● **Seitenauszug**:
▼
# Migrationshilfe - Yahoo Webcam Voice Chat

## EOF

Ich versuche gerade jemandem bei der Migration nach Linux/Gentoo zu helfen.

Leider bekomme ich mit Kopete keinen Webcam-Chat hin (zwischen Windows Yahoo

und Linux).

Kennt jemand eine einigermaßen stabile Möglichkeit einen einen Yahoo 

Webcam-Chat einzurichten? Kann notfalls auch ein Javaprogramm sein.

----------

## Klaus Meier

Kopete kann doch Yahoo und auch Webcam. Wo genau ist denn das Problem? Funktioniert denn die Cam?

----------

## EOF

 *Klaus Meier wrote:*   

> Kopete kann doch Yahoo und auch Webcam. Wo genau ist denn das Problem? Funktioniert denn die Cam?

 

Ich haber erst einmal versucht ein Webcambild von einem Windows-Rechner zu empfangen. Kopete fragt, ob die Verbindung annehme.

Ich bestätige und es passiert nichts  :Sad: 

Ich denke es wäre schon ein Anfang, wenn wenigstens der Empfang funktioniert.

----------

## Klaus Meier

Mit was für  USE-Flags hast du denn Kopete übersetzt? Hast du selber eine Cam? ist die unter den Einstellungen auswählbar und wird ein Bild angezeigt?
▲
● **Extrahierte Einträge**:
▼
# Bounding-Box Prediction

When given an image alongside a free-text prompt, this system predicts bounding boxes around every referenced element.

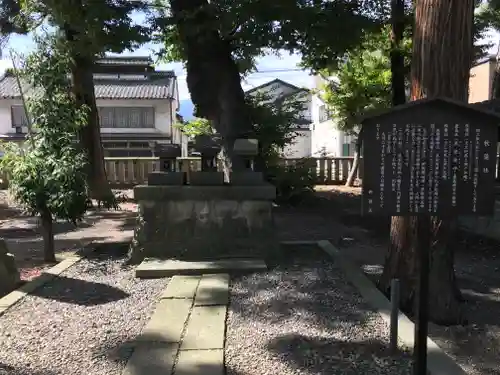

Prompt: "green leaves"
[0,36,88,222]
[322,27,411,134]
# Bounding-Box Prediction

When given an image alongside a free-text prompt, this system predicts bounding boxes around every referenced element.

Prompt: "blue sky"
[0,24,499,106]
[0,35,312,100]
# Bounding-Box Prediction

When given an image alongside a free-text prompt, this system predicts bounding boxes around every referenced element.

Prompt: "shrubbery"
[266,158,316,205]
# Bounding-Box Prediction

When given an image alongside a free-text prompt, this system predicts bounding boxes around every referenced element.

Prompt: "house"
[246,79,312,159]
[469,56,496,103]
[0,56,187,157]
[311,75,356,157]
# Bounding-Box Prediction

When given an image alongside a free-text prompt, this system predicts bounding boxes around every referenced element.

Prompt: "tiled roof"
[96,56,153,65]
[0,71,176,99]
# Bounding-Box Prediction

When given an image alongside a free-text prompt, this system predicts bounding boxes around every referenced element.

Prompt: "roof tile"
[0,71,176,99]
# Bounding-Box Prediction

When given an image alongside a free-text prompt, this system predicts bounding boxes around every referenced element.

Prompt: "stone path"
[122,274,229,375]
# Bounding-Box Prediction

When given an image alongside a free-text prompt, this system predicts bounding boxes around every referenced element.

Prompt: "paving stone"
[121,344,178,375]
[160,276,201,298]
[194,273,229,306]
[175,349,224,375]
[181,306,227,350]
[135,258,267,278]
[137,299,192,343]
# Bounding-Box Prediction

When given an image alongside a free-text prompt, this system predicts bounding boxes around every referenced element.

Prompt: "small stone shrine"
[130,137,278,264]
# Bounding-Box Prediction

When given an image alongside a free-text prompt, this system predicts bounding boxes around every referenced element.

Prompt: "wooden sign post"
[361,99,500,375]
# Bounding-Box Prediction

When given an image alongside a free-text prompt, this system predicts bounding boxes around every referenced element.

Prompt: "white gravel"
[226,262,411,375]
[0,250,168,375]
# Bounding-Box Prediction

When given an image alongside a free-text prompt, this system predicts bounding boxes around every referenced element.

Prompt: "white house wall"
[0,99,23,134]
[0,99,175,134]
[283,130,311,159]
[311,120,344,157]
[96,99,175,134]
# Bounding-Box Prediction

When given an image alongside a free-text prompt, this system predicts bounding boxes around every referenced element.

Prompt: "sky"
[0,35,313,100]
[0,22,500,115]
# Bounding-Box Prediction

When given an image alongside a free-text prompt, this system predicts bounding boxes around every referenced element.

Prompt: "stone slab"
▲
● **Ziel der Übung**: Schreib aus dem Seitenauszug zum Yahoo-Webcam-Chat den Abschnitt ab, der mit „Leider bekomme ich“ beginnt und bis einschließlich „ein Javaprogramm sein.“ reicht.

● **Erwartete Ausgabe**:
Leider bekomme ich mit Kopete keinen Webcam-Chat hin (zwischen Windows Yahoo

und Linux).

Kennt jemand eine einigermaßen stabile Möglichkeit einen einen Yahoo 

Webcam-Chat einzurichten? Kann notfalls auch ein Javaprogramm sein.